Requirements>
1. Summarize the mailing-list reply in two sentences.
2. From the mailing-list reply, return everything from "Re: Request for" down to "personal learning exercise.".
>> Start Supplied text
Skip to main content.
home | support | download

Back to List Archive

Re: Request for comments on new project

From: Michael Peters <mpeters(at)not-real.plusthree.com>
Date: Thu Jan 06 2005 - 15:46:23 GMT
Dave Seff wrote:
> I have a few reasons why I am doing this:
> 
> 1. A personal learning exercise. 

A very good reason in and of itself :)

> 2. I wanted to write it in C. I wanted to make it as fast as possible.
> Not to say that mod_perl/apache is not, but I did not want the added
> overhead. My company warehouses hundreds of millions of documents for
> the insurance industry and they need to be able to search quickly
> throught them. 

I didn't necessarily mean that it should be written in Perl. I'm 
assuming you would need C for performance for an application like this 
anyway. I just think it would solve a lot of issues if you built it as a 
C module into apache. Maybe mod_swishe ?

> 3. If any of you are familliar with Verity K2 sevrer, my company is
> looking for an open-source replacement for it. Meaning we have
> applications written for it and would like to rewrite as little of our
> main apps as possible. I need something that is completely transparent
> to the applications.

I'm not familiar with Verity K2 (other than what their website says) so 
I may be out of line here, but I don't see why apache would get in the 
way of being transparent. With apache2 you don't even need to use HTTP 
as the transport protocol. There are people writing POP, IMAP, SMTP 
deamons using it. You pick/write the protocol, you pick the port... you 
customize everything.
>> End Supplied text
>> Start Given information
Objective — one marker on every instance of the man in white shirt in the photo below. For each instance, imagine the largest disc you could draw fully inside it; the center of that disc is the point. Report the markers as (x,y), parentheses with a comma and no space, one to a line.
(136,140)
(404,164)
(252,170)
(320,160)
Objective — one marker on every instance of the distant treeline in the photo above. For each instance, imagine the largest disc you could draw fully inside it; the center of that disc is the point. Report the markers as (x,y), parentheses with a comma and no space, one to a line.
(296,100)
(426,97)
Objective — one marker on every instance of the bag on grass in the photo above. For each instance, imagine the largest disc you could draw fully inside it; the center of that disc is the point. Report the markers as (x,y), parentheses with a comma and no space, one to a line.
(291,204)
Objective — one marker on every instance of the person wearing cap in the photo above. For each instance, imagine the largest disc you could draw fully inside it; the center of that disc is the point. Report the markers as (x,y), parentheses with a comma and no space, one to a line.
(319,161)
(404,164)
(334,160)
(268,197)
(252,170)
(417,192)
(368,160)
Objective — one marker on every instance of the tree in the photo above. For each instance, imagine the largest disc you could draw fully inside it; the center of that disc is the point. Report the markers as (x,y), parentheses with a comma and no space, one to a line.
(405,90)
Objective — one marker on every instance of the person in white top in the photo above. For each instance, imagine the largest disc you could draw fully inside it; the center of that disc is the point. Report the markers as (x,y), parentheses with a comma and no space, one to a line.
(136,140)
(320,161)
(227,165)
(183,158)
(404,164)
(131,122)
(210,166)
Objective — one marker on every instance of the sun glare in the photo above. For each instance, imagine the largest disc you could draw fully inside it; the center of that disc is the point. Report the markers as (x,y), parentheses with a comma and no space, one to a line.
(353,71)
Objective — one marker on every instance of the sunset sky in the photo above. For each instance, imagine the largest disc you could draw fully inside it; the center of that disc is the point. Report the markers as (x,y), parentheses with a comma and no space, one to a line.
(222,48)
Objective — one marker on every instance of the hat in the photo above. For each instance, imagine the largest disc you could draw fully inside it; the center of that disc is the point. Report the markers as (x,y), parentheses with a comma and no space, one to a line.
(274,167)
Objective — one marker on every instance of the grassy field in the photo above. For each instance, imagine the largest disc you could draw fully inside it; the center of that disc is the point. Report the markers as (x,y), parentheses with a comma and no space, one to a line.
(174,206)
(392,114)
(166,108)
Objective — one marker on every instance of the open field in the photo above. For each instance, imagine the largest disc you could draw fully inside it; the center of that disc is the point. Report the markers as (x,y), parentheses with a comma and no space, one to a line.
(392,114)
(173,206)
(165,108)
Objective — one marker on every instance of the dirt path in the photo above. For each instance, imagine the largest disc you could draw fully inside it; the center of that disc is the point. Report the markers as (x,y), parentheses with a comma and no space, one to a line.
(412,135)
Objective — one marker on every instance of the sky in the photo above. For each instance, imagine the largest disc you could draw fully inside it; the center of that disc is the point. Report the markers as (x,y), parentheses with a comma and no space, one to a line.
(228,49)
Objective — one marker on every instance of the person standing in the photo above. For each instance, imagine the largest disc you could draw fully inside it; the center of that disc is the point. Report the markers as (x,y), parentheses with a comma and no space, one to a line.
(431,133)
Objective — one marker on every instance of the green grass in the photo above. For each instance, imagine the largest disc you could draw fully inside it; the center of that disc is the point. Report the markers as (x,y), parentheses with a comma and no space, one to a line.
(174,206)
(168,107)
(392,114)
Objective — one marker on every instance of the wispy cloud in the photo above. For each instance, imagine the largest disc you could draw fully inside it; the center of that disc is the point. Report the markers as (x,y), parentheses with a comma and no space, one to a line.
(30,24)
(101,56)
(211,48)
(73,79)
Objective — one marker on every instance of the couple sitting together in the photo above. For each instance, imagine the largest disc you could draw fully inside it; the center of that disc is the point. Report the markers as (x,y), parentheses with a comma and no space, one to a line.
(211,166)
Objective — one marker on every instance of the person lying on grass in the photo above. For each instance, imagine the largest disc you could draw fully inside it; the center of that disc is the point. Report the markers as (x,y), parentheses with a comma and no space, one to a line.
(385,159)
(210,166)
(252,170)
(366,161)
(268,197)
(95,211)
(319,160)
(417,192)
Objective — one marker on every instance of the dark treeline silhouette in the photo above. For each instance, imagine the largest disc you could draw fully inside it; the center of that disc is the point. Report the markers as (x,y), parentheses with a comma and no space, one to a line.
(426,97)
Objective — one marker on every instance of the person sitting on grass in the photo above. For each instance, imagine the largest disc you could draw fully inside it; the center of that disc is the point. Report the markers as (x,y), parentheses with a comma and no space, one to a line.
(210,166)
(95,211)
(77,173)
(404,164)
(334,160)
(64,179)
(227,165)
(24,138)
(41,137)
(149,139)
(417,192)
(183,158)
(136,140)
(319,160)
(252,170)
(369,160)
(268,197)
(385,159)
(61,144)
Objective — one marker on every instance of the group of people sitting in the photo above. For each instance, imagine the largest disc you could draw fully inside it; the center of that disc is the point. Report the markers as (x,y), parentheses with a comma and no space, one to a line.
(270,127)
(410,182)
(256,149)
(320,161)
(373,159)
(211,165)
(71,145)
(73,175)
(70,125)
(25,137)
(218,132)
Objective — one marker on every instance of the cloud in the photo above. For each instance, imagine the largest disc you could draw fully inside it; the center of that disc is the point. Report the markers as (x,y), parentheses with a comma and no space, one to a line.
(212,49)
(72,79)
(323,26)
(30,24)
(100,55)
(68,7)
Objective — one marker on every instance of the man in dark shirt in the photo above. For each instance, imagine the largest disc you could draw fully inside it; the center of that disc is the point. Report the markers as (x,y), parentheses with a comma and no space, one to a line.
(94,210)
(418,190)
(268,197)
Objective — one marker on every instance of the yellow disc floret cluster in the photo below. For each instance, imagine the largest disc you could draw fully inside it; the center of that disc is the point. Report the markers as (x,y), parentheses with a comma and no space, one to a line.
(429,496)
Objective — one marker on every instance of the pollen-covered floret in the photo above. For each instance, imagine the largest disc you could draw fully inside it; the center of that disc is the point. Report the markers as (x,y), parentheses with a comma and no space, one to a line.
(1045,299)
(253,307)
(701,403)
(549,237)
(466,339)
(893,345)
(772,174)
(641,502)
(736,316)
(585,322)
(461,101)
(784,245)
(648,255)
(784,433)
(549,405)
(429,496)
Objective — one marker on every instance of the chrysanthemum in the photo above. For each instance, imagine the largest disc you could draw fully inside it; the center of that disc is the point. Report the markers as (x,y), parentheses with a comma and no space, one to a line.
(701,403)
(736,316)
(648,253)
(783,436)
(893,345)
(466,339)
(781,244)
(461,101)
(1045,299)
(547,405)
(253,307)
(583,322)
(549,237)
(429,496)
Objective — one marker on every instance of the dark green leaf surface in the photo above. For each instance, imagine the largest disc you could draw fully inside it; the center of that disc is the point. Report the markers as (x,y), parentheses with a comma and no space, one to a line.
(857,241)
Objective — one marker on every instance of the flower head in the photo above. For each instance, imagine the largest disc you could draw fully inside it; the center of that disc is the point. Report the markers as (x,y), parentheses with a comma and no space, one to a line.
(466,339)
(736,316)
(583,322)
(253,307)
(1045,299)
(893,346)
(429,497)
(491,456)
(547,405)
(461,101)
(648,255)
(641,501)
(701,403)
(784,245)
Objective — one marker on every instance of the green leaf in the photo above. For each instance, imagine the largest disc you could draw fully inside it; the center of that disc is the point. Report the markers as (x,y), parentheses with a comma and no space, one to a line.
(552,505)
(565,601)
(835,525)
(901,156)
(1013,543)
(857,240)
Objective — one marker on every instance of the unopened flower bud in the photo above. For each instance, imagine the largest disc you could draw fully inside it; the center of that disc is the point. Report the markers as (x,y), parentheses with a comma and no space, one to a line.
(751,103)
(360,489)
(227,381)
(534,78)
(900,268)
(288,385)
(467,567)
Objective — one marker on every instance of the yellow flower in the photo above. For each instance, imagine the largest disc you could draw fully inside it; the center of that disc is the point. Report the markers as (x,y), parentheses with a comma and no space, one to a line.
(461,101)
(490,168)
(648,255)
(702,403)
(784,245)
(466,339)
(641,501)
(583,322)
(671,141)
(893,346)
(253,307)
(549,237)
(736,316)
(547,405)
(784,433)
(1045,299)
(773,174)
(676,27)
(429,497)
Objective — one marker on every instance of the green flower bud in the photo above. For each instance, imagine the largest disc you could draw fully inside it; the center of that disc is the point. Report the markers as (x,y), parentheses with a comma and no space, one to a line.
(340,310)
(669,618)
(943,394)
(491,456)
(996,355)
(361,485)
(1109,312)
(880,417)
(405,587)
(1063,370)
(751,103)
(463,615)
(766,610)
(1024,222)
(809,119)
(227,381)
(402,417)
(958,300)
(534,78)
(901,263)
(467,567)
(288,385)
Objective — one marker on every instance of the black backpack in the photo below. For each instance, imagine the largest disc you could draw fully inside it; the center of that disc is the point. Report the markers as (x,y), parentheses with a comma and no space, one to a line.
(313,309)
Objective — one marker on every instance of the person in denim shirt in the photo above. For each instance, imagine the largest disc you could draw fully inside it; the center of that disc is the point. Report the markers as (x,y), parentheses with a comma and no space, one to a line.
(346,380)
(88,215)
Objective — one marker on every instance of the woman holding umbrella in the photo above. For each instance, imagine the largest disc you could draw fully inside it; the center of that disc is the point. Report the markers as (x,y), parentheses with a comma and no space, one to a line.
>> End Given information
Set of answers>
1. Michael Peters replies to Dave Seff's reasons for a new search project: it is a learning exercise, it is written in C for speed because Seff's company warehouses hundreds of millions of documents for the insurance industry, and the company wants an open-source replacement for Verity K2 that is transparent to its applications. Peters assumes C is needed for performance but suggests building it as a C module into Apache, and he argues that Apache need not hinder transparency because with Apache2 you pick or write the protocol and pick the port.

2.
Re: Request for comments on new project

From: Michael Peters <mpeters(at)not-real.plusthree.com>
Date: Thu Jan 06 2005 - 15:46:23 GMT
Dave Seff wrote:
> I have a few reasons why I am doing this:
> 
> 1. A personal learning exercise.